GIVEN DATA >>
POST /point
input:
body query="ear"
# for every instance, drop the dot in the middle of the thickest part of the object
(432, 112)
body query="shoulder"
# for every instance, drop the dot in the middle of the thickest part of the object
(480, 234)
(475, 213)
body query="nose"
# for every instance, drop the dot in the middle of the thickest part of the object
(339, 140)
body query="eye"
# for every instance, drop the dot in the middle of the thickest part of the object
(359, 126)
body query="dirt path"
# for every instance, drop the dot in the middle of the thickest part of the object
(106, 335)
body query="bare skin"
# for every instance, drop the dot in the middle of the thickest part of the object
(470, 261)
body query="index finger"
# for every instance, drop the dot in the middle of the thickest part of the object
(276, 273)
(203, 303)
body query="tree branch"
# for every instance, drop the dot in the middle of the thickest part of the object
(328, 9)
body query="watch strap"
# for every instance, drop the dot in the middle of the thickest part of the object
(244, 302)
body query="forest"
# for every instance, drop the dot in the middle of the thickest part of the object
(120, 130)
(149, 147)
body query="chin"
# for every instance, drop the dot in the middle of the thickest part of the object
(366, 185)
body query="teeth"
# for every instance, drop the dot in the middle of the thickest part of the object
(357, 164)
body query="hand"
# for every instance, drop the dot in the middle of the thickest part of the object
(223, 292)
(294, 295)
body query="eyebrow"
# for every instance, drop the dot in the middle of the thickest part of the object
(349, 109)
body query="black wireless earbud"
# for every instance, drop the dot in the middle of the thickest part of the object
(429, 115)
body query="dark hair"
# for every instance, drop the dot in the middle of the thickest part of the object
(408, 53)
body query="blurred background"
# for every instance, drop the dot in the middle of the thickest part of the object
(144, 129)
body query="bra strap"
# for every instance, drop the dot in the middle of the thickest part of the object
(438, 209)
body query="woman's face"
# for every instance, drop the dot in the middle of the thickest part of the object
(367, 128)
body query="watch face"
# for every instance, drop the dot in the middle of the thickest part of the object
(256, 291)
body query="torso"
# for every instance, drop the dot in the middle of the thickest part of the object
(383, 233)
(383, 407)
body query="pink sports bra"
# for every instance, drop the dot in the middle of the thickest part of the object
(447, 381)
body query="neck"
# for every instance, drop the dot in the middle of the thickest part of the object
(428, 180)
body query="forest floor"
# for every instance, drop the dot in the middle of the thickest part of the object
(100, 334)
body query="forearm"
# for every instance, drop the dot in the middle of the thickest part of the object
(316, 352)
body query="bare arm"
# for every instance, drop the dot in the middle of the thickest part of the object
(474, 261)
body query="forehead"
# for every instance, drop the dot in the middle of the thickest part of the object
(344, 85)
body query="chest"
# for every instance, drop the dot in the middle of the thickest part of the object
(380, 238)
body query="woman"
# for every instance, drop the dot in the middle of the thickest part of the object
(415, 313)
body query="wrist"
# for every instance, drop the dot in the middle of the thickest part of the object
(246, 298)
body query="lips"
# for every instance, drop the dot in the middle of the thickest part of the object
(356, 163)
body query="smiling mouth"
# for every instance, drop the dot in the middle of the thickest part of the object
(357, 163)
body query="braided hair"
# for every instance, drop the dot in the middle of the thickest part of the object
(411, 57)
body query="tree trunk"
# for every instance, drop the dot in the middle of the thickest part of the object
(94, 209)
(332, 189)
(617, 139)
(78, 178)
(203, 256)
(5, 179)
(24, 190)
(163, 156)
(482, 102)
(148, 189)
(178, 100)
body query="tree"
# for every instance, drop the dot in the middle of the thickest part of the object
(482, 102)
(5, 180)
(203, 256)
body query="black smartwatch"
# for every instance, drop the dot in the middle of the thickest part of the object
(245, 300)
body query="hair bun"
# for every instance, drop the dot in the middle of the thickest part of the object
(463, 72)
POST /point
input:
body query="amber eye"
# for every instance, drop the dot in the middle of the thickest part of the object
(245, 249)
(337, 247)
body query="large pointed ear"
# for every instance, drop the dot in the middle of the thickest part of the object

YOUR GOAL >>
Please show every line in the records that contains the string "woman", matching case exactly.

SOLVED PROBLEM >>
body query="woman's face"
body query="woman"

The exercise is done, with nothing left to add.